Outline items for labeled areas
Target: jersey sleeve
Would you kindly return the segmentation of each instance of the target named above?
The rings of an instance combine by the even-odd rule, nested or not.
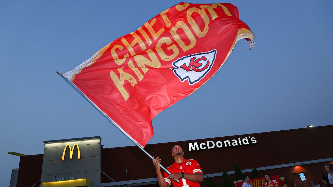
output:
[[[169,179],[167,178],[167,176],[168,176],[169,174],[167,174],[167,173],[166,172],[164,172],[164,174],[163,175],[164,177],[164,180],[165,180],[166,182],[169,185],[168,186],[171,186],[171,181]]]
[[[199,165],[199,163],[195,160],[193,160],[193,166],[192,166],[192,169],[193,173],[199,173],[203,176],[203,173],[202,173],[202,170],[200,165]]]

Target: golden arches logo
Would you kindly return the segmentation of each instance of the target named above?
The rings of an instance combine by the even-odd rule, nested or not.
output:
[[[64,153],[63,153],[63,157],[61,159],[61,160],[63,161],[65,159],[65,153],[66,152],[66,149],[67,148],[67,146],[68,146],[69,147],[69,153],[70,153],[70,156],[69,158],[70,159],[72,159],[73,158],[73,151],[74,151],[74,147],[75,147],[75,146],[76,146],[76,147],[78,148],[78,158],[79,159],[81,159],[81,156],[80,155],[80,149],[79,148],[79,145],[78,145],[77,143],[76,143],[73,145],[73,148],[72,149],[71,148],[71,146],[69,144],[67,144],[66,145],[66,146],[65,147],[65,149],[64,149]]]

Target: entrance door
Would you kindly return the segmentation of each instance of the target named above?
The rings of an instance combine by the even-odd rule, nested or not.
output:
[[[305,180],[302,181],[301,179],[301,177],[299,175],[300,173],[303,173],[304,176],[305,177]],[[308,172],[302,172],[302,173],[293,173],[293,177],[294,178],[294,181],[296,184],[296,186],[297,187],[311,187],[311,182],[309,179],[309,176],[308,175]],[[305,184],[304,182],[305,182]],[[306,186],[305,186],[305,184]]]

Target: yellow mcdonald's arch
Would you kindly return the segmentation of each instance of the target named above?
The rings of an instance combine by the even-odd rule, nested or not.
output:
[[[73,146],[73,148],[72,149],[71,148],[71,146],[69,144],[67,144],[66,145],[66,146],[65,147],[65,149],[64,149],[64,153],[63,153],[63,157],[61,159],[61,160],[63,161],[65,159],[65,153],[66,152],[66,149],[67,148],[67,146],[68,146],[69,147],[69,153],[70,153],[70,156],[69,158],[70,159],[72,159],[73,158],[73,151],[74,151],[74,147],[76,146],[76,147],[78,148],[78,158],[79,159],[81,159],[81,156],[80,155],[80,149],[79,148],[79,145],[77,143],[76,143],[74,144]]]

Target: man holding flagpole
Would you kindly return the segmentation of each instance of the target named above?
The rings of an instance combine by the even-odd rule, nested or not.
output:
[[[168,167],[167,169],[171,174],[169,175],[166,172],[162,175],[160,163],[161,159],[159,157],[153,157],[153,162],[156,169],[159,185],[161,187],[168,187],[172,183],[173,186],[200,186],[199,182],[202,182],[203,174],[199,163],[193,159],[184,158],[184,152],[178,145],[172,148],[171,156],[174,159],[174,162]],[[176,182],[179,179],[179,182]]]

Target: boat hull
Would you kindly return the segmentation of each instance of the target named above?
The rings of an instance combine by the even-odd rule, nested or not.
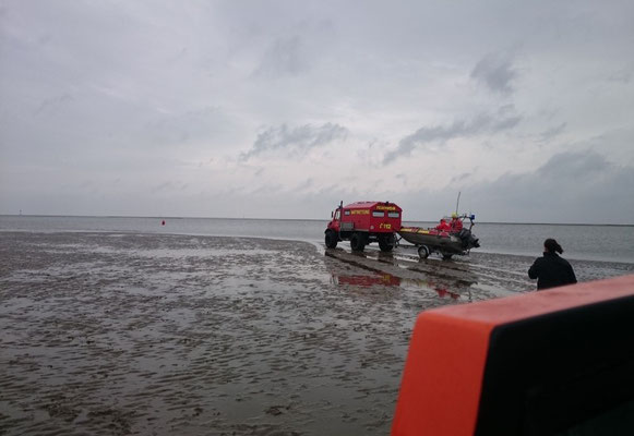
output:
[[[448,233],[435,229],[402,227],[398,234],[414,245],[426,246],[429,252],[442,254],[467,254],[469,250],[480,246],[478,239],[467,229]]]

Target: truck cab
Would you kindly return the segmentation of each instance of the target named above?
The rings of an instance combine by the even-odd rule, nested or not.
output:
[[[328,249],[339,241],[350,241],[352,251],[361,252],[366,245],[378,242],[383,252],[394,249],[395,232],[400,230],[403,209],[390,202],[357,202],[333,210],[325,230]]]

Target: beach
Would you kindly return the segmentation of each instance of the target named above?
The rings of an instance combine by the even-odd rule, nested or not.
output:
[[[258,238],[5,231],[0,259],[5,435],[387,435],[421,311],[536,288],[527,256]]]

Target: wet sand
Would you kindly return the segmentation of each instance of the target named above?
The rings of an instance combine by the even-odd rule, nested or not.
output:
[[[0,233],[0,434],[387,435],[420,311],[534,290],[533,258],[369,249]]]

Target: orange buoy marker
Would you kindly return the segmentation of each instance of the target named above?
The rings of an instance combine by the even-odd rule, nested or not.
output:
[[[634,435],[634,275],[426,311],[392,436]]]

• [YOUR INSTRUCTIONS] Please lay out the records above as a two-column CSV with the columns input and output, one row per record: its text under input and its answer under output, each in a single quoted field with line breaks replaced by spaces. Leave the pictures out.

• [OUTPUT]
input,output
"Target: jersey sleeve Would you kindly return the segmentation of each instance of the target named above? The rings of an instance combine by the even-odd rule, nested or not. output:","[[[169,179],[167,178],[167,176],[168,176],[169,174],[167,174],[167,173],[166,172],[164,172],[164,174],[163,175],[164,177],[164,180],[165,180],[166,182],[169,185],[168,186],[171,186],[171,181]]] [[[199,165],[199,163],[195,160],[193,160],[193,166],[192,166],[192,169],[193,173],[199,173],[203,176],[203,173],[202,173],[202,170],[200,165]]]"
"Target: golden arches logo Would you kindly return the segmentation of each instance of the target named above? The rings of an instance combine by the even-odd rule, nested or not. output:","[[[64,153],[63,153],[63,157],[61,159],[61,160],[63,161],[65,159],[65,153],[66,152],[66,149],[67,148],[67,146],[68,146],[69,147],[69,153],[70,153],[70,156],[69,158],[70,159],[72,159],[73,158],[73,151],[74,151],[74,147],[75,147],[75,146],[76,146],[76,147],[78,148],[78,158],[79,159],[81,159],[81,156],[80,155],[80,149],[79,148],[79,145],[78,145],[77,143],[76,143],[73,145],[73,148],[72,149],[71,148],[71,146],[69,144],[67,144],[66,145],[66,146],[65,147],[65,149],[64,149]]]"
"Target: entrance door Would you kindly return the segmentation of each instance of the target named above? The rings of an instance combine by the even-odd rule, nested or not. output:","[[[305,180],[302,181],[301,179],[301,177],[299,175],[300,173],[303,173],[304,176],[305,177]],[[308,172],[302,172],[302,173],[293,173],[293,177],[294,178],[294,181],[296,184],[296,186],[297,187],[311,187],[311,182],[309,179],[309,176],[308,175]],[[305,184],[304,182],[305,182]],[[306,186],[305,186],[305,184]]]"
"Target: yellow mcdonald's arch Would you kindly return the segmentation of each instance of the target named above? The rings of an instance combine by the even-odd rule, nested or not. output:","[[[73,146],[73,148],[72,149],[71,148],[71,146],[69,144],[67,144],[66,145],[66,146],[65,147],[65,149],[64,149],[64,153],[63,153],[63,157],[61,159],[61,160],[63,161],[65,159],[65,153],[66,152],[66,149],[67,148],[67,146],[68,146],[69,147],[69,153],[70,153],[70,156],[69,158],[70,159],[72,159],[73,158],[73,151],[74,151],[74,147],[76,146],[76,147],[78,148],[78,158],[79,159],[81,159],[81,156],[80,155],[80,149],[79,148],[79,145],[77,143],[76,143],[74,144]]]"
"Target: man holding flagpole Would you kindly return the segmentation of each instance of the target named above? The rings of an instance combine by the even-odd rule, nested or not. output:","[[[168,167],[167,169],[171,174],[169,175],[166,172],[162,175],[160,163],[161,159],[159,157],[153,157],[153,162],[156,169],[159,185],[161,187],[168,187],[172,183],[173,186],[200,186],[199,182],[202,182],[203,174],[199,163],[193,159],[184,158],[184,152],[178,145],[172,148],[171,156],[174,159],[174,162]],[[176,182],[179,179],[179,182]]]"
"Target: boat hull Would you kindly return the segmentation of each instance of the target named above? The rings of an instance combine by the even-odd rule, nested or not. output:","[[[448,233],[435,229],[402,227],[398,234],[414,245],[426,246],[429,252],[442,254],[467,254],[469,250],[480,246],[478,239],[467,229]]]"
"Target: truck cab Would you kindly return the segmentation of each instance of the target named above? The rings of an instance combine by the even-odd rule, nested or not. output:","[[[328,249],[339,241],[350,241],[352,251],[361,252],[366,245],[378,242],[383,252],[394,249],[395,232],[400,230],[403,209],[390,202],[357,202],[333,210],[325,230]]]"
"Target: beach Would you kindly return the segmentation of each instance of the target named above? The rings of an instance combine by the even-odd rule, nested or not. output:","[[[258,238],[5,231],[0,259],[5,435],[387,435],[421,311],[536,288],[527,256]]]"
"Target: wet sand Would you kindly return the segmentation of each instance of the target named above? The rings of an instance combine by the even-odd rule, nested or not. output:","[[[0,233],[0,434],[387,435],[420,311],[534,290],[533,258],[369,249]]]"
"Target: orange buoy marker Would you kindly return the segmentation of each instance of the target named above? The rings of an instance combine by the even-odd rule, nested or not. output:","[[[634,435],[634,275],[426,311],[392,436]]]"